# What you should do
Swap "shrub" for "bush" in the stretch from the line containing "Where can the palm-like" through the end of the lines. Give back only that stretch, with nothing else changed.

[Lines from a pointing dataset]
-- Start --

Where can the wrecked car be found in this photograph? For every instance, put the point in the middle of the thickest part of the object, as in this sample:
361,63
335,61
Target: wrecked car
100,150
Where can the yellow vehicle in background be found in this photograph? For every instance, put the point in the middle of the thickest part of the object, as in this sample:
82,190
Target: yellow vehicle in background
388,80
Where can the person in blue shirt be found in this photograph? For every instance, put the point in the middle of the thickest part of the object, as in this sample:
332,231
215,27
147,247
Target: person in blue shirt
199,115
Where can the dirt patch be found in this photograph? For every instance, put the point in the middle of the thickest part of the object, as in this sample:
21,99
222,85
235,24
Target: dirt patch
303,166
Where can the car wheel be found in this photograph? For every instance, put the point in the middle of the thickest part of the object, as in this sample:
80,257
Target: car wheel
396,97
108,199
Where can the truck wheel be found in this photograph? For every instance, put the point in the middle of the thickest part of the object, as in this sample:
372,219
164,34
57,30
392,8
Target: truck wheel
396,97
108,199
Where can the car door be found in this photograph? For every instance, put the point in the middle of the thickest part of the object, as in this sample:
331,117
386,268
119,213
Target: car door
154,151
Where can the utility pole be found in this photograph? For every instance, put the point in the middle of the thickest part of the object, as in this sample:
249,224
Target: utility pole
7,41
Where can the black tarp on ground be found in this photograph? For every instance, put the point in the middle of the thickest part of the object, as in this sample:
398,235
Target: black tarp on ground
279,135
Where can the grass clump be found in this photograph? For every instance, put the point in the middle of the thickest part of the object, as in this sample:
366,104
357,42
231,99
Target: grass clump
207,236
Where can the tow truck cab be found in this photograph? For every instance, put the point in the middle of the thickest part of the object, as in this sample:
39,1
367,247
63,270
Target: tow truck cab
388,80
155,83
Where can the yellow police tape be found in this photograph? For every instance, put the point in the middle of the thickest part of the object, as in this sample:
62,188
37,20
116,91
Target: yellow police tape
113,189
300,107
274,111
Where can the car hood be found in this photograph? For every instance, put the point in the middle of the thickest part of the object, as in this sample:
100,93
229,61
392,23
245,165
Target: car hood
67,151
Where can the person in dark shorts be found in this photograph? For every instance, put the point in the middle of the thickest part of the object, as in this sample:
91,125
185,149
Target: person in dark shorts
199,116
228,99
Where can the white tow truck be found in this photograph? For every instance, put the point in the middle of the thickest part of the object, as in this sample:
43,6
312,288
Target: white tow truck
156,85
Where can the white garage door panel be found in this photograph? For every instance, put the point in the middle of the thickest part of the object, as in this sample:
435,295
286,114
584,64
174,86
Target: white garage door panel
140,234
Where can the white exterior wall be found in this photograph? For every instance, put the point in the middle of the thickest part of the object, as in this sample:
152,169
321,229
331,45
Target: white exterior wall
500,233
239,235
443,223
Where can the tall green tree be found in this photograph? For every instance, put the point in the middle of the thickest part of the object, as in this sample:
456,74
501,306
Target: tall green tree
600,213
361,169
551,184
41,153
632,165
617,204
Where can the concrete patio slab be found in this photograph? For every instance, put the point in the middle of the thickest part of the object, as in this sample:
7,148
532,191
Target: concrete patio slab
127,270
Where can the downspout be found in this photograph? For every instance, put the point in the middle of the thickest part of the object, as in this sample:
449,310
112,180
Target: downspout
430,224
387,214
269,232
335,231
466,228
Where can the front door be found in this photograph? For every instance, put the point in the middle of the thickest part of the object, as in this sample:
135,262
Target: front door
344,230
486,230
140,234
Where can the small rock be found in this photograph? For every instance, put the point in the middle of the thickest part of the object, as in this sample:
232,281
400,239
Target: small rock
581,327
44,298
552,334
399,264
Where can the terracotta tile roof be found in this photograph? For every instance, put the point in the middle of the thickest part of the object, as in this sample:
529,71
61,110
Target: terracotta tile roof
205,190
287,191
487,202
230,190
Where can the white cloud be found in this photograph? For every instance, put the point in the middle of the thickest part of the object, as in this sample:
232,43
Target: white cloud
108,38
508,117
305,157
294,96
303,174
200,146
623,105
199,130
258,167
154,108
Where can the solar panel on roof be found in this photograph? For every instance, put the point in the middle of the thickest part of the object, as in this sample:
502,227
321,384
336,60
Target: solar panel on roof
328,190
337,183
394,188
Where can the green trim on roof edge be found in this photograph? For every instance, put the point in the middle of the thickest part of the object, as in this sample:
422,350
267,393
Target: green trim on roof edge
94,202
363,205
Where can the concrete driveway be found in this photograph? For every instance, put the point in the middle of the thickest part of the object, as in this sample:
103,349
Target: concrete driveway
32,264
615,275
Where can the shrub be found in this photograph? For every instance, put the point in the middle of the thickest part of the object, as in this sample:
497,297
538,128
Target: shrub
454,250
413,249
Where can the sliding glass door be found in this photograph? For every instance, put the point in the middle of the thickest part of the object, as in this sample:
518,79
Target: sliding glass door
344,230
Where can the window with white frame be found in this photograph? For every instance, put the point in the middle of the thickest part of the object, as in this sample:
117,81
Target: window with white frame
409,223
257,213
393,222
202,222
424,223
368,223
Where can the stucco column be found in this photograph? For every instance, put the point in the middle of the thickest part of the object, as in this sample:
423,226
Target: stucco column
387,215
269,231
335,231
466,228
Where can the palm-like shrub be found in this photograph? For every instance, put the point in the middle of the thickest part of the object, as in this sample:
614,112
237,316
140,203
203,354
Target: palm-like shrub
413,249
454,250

-- End --

# Complete output
Where can the palm-like bush be found in this photograph? For every instance, put the point in the middle of the thickest part of the object, as in this sample:
614,112
237,316
140,203
203,354
Target: palm-like bush
413,249
454,250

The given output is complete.